### Goal of the exercise
Repeat the records exactly. Leave out the pictures.

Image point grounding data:
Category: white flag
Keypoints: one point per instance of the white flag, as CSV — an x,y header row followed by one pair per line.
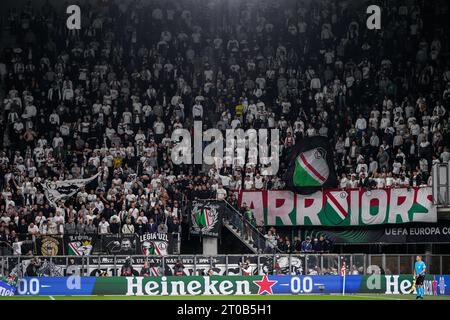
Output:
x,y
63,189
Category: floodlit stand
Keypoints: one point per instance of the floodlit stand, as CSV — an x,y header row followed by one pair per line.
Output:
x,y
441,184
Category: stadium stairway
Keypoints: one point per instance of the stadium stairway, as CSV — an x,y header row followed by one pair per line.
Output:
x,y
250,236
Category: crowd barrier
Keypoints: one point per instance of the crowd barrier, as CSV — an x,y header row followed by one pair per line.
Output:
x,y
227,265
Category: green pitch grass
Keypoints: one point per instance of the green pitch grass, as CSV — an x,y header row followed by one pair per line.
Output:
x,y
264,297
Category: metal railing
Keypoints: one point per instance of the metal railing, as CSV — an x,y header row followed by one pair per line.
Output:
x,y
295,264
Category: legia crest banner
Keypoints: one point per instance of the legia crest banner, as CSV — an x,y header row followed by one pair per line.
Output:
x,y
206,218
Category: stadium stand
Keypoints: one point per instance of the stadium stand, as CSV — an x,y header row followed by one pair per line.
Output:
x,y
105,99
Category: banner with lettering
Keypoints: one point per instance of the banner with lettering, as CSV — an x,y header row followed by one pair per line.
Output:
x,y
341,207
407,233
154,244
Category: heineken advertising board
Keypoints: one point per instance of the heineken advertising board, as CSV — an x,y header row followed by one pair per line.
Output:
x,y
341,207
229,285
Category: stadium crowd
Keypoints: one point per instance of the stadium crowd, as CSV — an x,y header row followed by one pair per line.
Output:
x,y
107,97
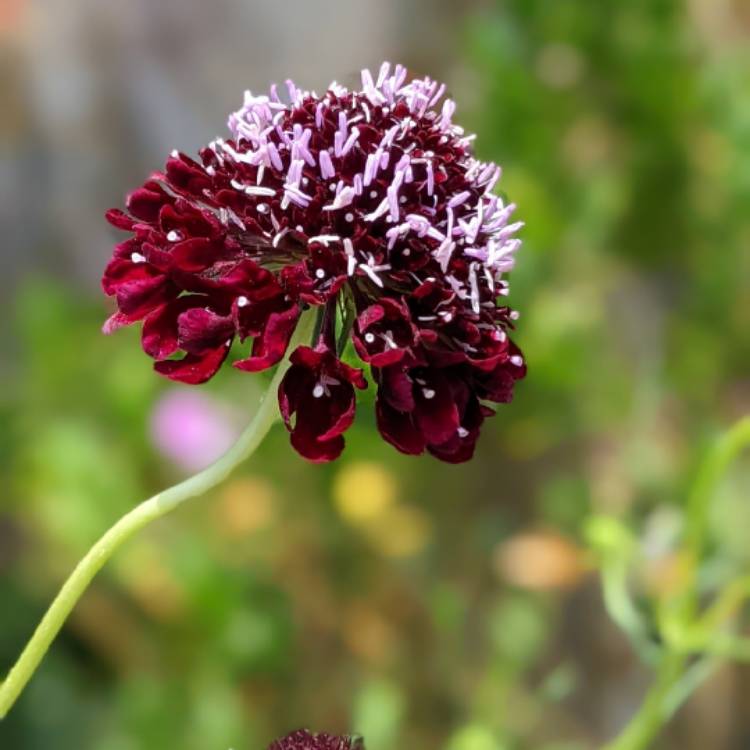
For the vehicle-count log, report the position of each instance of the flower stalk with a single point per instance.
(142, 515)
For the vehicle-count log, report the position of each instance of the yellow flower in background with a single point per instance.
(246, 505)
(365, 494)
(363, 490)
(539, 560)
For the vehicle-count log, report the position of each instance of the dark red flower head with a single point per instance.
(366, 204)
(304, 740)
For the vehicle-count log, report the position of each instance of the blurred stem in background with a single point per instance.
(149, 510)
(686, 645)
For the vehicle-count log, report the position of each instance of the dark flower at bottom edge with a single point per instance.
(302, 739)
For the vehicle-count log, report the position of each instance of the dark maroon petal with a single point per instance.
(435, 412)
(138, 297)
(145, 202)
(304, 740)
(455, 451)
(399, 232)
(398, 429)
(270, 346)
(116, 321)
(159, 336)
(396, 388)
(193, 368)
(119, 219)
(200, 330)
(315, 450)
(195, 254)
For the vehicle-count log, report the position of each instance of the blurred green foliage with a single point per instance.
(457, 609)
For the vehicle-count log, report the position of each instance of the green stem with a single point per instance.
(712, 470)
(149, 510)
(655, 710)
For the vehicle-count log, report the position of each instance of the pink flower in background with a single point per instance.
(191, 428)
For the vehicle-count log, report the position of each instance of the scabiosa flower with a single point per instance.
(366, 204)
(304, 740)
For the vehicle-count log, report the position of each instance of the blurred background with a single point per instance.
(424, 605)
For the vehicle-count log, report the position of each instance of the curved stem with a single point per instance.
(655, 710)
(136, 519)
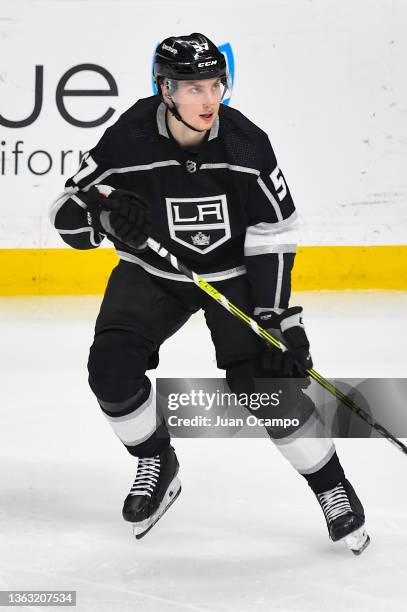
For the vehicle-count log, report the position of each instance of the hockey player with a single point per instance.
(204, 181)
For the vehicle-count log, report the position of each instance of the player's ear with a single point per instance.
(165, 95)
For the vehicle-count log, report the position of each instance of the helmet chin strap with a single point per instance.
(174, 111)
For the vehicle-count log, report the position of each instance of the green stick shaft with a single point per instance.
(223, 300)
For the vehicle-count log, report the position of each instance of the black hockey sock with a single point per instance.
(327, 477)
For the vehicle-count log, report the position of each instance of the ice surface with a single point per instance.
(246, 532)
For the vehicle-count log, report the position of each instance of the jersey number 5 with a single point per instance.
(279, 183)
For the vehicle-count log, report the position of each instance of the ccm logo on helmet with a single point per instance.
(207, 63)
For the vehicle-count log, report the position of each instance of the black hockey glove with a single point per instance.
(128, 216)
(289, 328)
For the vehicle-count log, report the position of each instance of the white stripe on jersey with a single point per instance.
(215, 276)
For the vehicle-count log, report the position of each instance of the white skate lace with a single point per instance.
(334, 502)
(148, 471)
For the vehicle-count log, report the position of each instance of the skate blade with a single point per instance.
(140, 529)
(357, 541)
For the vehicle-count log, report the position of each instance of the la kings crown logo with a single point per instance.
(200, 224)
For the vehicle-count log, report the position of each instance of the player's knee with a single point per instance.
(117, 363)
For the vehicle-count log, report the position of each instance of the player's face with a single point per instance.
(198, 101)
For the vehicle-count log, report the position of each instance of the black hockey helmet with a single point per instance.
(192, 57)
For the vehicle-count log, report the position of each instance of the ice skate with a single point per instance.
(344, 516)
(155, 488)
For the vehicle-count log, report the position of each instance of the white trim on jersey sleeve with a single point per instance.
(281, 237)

### Result of the task
Category: white flag
Keypoints: one point per instance of the white flag, as CSV — an x,y header row followed by one pair per line.
Output:
x,y
63,189
Category: floodlit stand
Keypoints: one point per instance of the floodlit stand, as CSV — an x,y header row followed by one pair per line.
Output:
x,y
441,184
Category: stadium stairway
Keypoints: one point per instance of the stadium stairway, as CSV — an x,y header row followed by one pair per line.
Output:
x,y
250,236
Category: crowd barrier
Keypoints: one point per instance of the crowd barrier, as CSV — an x,y header row followed by one pair per line.
Output:
x,y
227,265
Category: green pitch grass
Keypoints: one point per instance of the green pitch grass, as CSV — an x,y header row followed by one pair per line.
Output:
x,y
264,297
Category: metal railing
Keypoints: one point per instance of the metal railing, as CSV — an x,y header row followed by one pair per line.
Output:
x,y
295,264
Category: legia crest banner
Keypoints: one point per instance of the legia crest banner, as CSV — an x,y header row followed by one pair per line.
Output:
x,y
206,218
Category: stadium stand
Keypoints: one point per instance of the stadium stand, as CSV — an x,y header row followed by one pair per line.
Output:
x,y
105,99
Category: banner with lettering
Keypoints: one point per instance of the banner with lettering, as CSV — an x,y header row followed by one pair per line.
Output:
x,y
341,207
407,233
154,244
Category: heineken advertising board
Keypoints: one point per instance of the heineken advertising board, as CSV — an x,y header row followed by one pair per line.
Output:
x,y
341,207
229,285
Category: stadium crowd
Keypoints: one point per instance of the stadium crowd, as CSV — an x,y header row followed by one pair per line.
Output:
x,y
107,97
For the vehicle-count log, report the position of each instance of the flower stalk with a single point per instance.
(142, 515)
For the vehicle-count log, report the position of each instance of the yellow flower in background with a single point per instance.
(246, 505)
(365, 494)
(363, 490)
(539, 560)
For the vehicle-count log, report the position of each instance of the dark red flower head with a single point per instance.
(366, 204)
(304, 740)
For the vehicle-count log, report the position of each instance of the blurred stem in background with a single point per instance.
(149, 510)
(686, 645)
For the vehicle-count log, report the position of each instance of the dark flower at bottom edge with a single point per instance.
(302, 739)
For the vehicle-count log, report the position of each instance of the dark maroon petal with a single point per instance.
(435, 412)
(138, 297)
(145, 202)
(304, 740)
(455, 451)
(399, 232)
(398, 429)
(270, 346)
(116, 321)
(159, 336)
(396, 388)
(193, 368)
(119, 219)
(200, 330)
(315, 450)
(195, 254)
For the vehicle-count log, report the position of each instance of the blurred green foliage with a single point per instance.
(457, 609)
For the vehicle-count log, report the position of each instance of the green stem with a single point per instance.
(712, 470)
(149, 510)
(655, 710)
For the vehicle-count log, report the position of each instance of the pink flower in background with a single point per instance.
(191, 428)
For the vehicle-count log, report the position of each instance of the scabiosa flower with a single point per instance.
(366, 204)
(304, 740)
For the vehicle-count log, report the position of each instance of the blurred background with a single point per instance.
(424, 605)
For the vehicle-count log, report the position of each instance of the curved stem with a single point per instance.
(655, 710)
(136, 519)
For the vehicle-count log, report the position of each instance of the hockey player with a single point per instance.
(204, 181)
For the vehicle-count log, report the position of each instance of the player's ear with a single point per instance.
(165, 95)
For the vehicle-count log, report the position of each instance of the helmet chin strap with a single point per instance.
(174, 111)
For the vehicle-count log, report the position of each instance of the green stick shaft with a single point per instance.
(223, 300)
For the vehicle-count log, report the position of each instance of the black hockey sock with a single point per instance.
(327, 477)
For the vehicle-count log, report the position of each instance of the ice surface with a single point per instance.
(246, 532)
For the vehicle-count log, report the position of each instance of the jersey number 5 with a single point per instance.
(279, 183)
For the vehicle-count log, report the position of each instance of the ccm logo on helmet with a single point per instance.
(207, 63)
For the vehicle-count log, report the position of each instance of the black hockey glove with a single point per instance.
(128, 216)
(289, 328)
For the vehicle-count log, report the position of each instance of the white stripe on jersey with a single point per instance.
(215, 276)
For the vehicle-count log, report the position of each instance of the white skate lace with a single point per instance.
(334, 502)
(148, 471)
For the vehicle-count log, report the position of each instance of the skate blade with a single point per instance.
(140, 529)
(357, 541)
For the vehicle-count log, report the position of each instance of the la kings crown logo with a single point per instance.
(200, 224)
For the vehicle-count log, report the position of each instance of the player's knee with a single point per instance.
(117, 363)
For the vehicle-count log, report the position of each instance of the player's face with a single point per instance.
(198, 101)
For the vehicle-count log, report the position of each instance of the black hockey helmet with a single point per instance.
(192, 57)
For the vehicle-count log, report the position of each instance of the ice skate with a single point per instance.
(344, 516)
(155, 488)
For the vehicle-count log, report the position of each instance of the white trim on jersey sleeve with a single point per instance.
(281, 237)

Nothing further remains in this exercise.